What the exercise asks: Recast the stretch of items below, from the line containing "the binocular eyepiece." through the end of the items, as a JSON list of strings, one string per line, with blank lines left out. Leave the pictures out of the list.

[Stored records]
^^^^

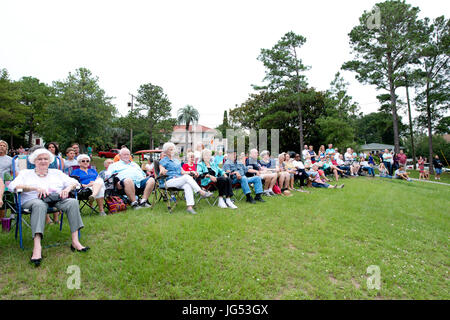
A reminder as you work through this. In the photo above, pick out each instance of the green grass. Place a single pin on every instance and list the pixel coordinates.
(308, 246)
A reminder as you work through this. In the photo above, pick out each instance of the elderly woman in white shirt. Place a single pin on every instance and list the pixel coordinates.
(37, 184)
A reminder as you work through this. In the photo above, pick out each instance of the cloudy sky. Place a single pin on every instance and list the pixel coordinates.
(202, 53)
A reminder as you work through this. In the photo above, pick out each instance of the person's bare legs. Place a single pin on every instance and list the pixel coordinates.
(75, 242)
(37, 248)
(148, 189)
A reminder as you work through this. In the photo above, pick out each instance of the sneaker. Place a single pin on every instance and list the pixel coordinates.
(135, 205)
(208, 194)
(222, 204)
(144, 204)
(230, 204)
(191, 211)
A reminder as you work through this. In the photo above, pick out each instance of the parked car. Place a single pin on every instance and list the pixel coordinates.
(108, 154)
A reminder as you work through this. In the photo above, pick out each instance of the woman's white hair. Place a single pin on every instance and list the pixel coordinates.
(264, 152)
(38, 152)
(83, 156)
(206, 151)
(167, 145)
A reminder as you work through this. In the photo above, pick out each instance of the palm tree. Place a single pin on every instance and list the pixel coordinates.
(187, 115)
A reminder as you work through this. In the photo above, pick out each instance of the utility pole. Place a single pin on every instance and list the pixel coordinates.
(131, 129)
(410, 123)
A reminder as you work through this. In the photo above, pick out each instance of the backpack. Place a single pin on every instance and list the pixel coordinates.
(115, 204)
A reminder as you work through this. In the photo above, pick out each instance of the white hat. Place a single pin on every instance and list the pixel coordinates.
(38, 152)
(83, 156)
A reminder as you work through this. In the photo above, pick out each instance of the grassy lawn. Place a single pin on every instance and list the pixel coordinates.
(308, 246)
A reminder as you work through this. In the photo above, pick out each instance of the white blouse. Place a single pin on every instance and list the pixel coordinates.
(54, 181)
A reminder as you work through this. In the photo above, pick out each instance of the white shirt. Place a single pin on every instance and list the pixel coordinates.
(298, 164)
(305, 153)
(54, 181)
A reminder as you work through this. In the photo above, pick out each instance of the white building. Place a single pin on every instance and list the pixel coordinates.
(211, 138)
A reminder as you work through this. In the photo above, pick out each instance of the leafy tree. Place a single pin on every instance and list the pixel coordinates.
(383, 52)
(443, 126)
(284, 70)
(36, 96)
(12, 114)
(433, 96)
(155, 106)
(187, 116)
(339, 103)
(376, 127)
(82, 112)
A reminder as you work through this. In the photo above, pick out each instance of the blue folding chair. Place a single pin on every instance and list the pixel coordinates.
(18, 204)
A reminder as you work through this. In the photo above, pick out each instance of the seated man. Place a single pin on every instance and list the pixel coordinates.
(317, 181)
(131, 177)
(89, 178)
(367, 167)
(264, 168)
(401, 173)
(237, 171)
(2, 190)
(70, 160)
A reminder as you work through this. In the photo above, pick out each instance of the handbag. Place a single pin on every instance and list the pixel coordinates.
(52, 199)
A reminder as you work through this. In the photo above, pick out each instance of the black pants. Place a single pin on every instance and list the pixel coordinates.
(225, 187)
(302, 176)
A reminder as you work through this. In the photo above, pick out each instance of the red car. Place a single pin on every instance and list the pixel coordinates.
(108, 154)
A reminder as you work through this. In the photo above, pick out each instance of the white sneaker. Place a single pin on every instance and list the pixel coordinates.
(222, 203)
(230, 203)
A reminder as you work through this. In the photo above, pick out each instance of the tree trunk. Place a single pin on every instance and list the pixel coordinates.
(393, 105)
(430, 135)
(410, 124)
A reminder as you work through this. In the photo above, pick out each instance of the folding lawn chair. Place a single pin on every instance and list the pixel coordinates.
(83, 193)
(169, 195)
(20, 212)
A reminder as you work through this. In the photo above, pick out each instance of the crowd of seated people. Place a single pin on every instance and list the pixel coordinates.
(201, 174)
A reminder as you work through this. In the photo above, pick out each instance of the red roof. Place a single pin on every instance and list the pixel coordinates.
(198, 128)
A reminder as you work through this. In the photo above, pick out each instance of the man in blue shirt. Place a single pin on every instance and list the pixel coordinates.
(131, 177)
(237, 171)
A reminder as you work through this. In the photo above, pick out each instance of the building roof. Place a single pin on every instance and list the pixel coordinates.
(378, 146)
(198, 128)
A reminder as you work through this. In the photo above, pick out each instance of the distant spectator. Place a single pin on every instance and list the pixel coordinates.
(76, 148)
(423, 174)
(70, 160)
(437, 164)
(401, 173)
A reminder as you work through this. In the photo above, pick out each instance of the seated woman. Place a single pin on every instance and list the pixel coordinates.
(401, 173)
(367, 167)
(384, 172)
(423, 174)
(191, 165)
(89, 179)
(284, 176)
(291, 169)
(216, 175)
(53, 148)
(178, 178)
(70, 160)
(38, 183)
(317, 181)
(268, 170)
(333, 168)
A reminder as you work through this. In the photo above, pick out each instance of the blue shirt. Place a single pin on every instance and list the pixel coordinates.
(173, 167)
(126, 170)
(85, 178)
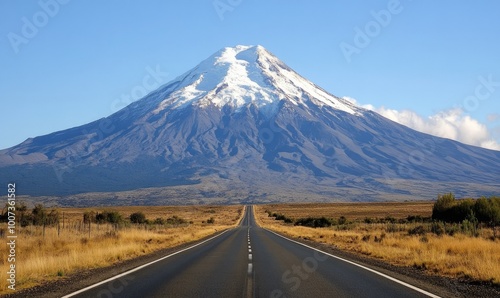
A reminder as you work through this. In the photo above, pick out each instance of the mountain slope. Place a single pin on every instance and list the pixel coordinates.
(243, 118)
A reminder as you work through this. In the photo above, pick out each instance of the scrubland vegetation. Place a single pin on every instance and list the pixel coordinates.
(455, 238)
(54, 243)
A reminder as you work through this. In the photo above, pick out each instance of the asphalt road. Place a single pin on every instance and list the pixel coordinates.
(249, 261)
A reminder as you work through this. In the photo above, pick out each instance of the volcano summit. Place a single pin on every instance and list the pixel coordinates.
(243, 127)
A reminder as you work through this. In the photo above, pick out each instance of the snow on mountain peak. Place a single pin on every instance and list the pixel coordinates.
(242, 75)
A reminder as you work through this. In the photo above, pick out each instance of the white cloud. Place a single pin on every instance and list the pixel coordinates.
(451, 124)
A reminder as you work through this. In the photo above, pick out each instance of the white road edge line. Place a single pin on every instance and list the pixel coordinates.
(361, 266)
(140, 267)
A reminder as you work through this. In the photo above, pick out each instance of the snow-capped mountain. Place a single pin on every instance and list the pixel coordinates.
(242, 119)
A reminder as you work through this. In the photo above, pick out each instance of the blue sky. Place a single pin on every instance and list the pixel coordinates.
(431, 65)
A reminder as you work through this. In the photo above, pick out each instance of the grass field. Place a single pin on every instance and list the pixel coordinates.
(63, 249)
(398, 242)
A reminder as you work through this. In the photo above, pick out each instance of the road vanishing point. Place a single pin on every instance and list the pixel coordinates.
(249, 261)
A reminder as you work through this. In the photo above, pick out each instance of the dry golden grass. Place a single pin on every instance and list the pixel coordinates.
(455, 256)
(353, 211)
(65, 251)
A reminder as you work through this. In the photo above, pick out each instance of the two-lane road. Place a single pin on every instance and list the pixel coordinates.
(249, 261)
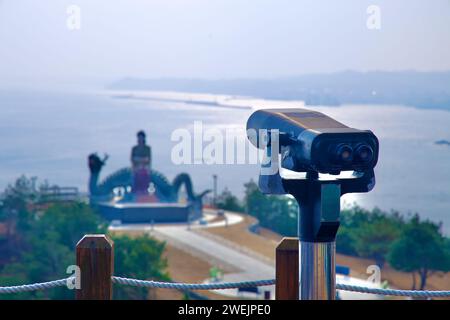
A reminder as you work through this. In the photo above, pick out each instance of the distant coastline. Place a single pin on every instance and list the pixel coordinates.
(443, 143)
(427, 90)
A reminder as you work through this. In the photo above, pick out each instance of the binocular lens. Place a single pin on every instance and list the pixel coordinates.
(364, 153)
(344, 153)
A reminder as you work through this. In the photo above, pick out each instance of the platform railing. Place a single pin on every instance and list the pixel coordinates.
(95, 259)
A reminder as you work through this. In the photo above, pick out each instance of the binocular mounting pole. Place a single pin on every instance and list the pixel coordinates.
(318, 222)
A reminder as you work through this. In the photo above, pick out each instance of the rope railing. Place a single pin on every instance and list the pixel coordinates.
(222, 286)
(35, 286)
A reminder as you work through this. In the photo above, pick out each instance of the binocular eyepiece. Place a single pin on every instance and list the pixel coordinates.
(311, 141)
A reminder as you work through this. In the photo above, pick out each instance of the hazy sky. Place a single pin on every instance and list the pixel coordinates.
(216, 38)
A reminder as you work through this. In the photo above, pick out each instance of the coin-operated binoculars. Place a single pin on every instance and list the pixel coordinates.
(319, 151)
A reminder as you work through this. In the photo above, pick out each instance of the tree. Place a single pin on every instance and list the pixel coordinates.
(421, 249)
(278, 213)
(45, 239)
(367, 233)
(374, 238)
(227, 201)
(139, 258)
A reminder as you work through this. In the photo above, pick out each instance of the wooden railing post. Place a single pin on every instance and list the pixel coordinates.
(287, 271)
(95, 258)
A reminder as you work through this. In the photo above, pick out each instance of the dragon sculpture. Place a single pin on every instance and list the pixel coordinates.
(163, 190)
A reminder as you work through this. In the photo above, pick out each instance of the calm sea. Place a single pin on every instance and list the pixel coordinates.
(49, 135)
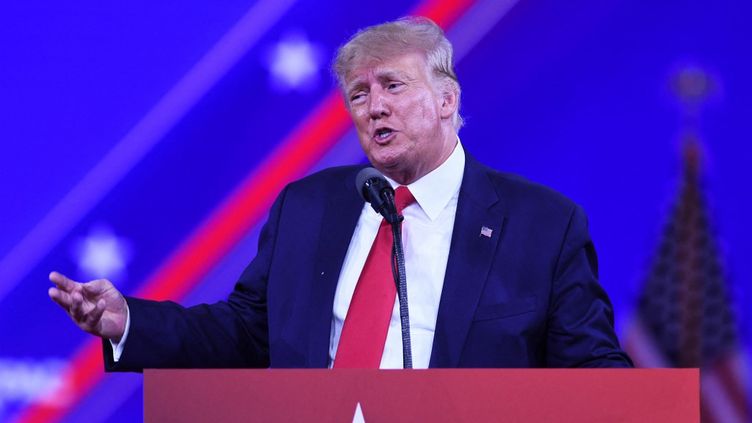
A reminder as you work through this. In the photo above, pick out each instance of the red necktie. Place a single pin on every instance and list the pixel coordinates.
(361, 343)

^^^^

Solved problem:
[
  "A reminder as you work through this. In the photo above, pick out each instance of the binocular eyepiece. Place a single pin on every instance and list the pixel coordinates.",
  "(311, 141)",
  "A reminder as you work through this. In the photo above, pick out each instance of the hazy sky. Place a single pin on every instance and list the pixel coordinates.",
  "(216, 38)",
  "A reminder as you work through this. In the photo above, pick out each instance of the coin-operated binoculars. Place a single pin on every instance and list the pixel coordinates.",
  "(319, 151)",
  "A reminder as you work through this. In the photo above, pick out each instance of the tree. Place a single pin on every instance and list the pixel coordinates.",
  "(421, 249)",
  "(278, 213)",
  "(45, 239)",
  "(367, 233)",
  "(374, 238)",
  "(227, 201)",
  "(139, 258)",
  "A reminder as you work through this. In the photo above, pick out each instance of the wooden railing post. Place a single pin on every instance and list the pixel coordinates.",
  "(287, 271)",
  "(95, 258)",
  "A reminder as you work through this. In the photo above, pick out each instance of the dragon sculpture. Place a single pin on every instance and list the pixel coordinates.",
  "(163, 190)",
  "A reminder as you work through this. In the photo above, pick out each instance of the calm sea. Place a single pin on every instance and list the pixel coordinates.",
  "(49, 135)",
  "A reminder as you work through this. In the photo above, pick out each instance of the red necktie. Place a single pin on every instance and list the pixel coordinates.",
  "(361, 343)"
]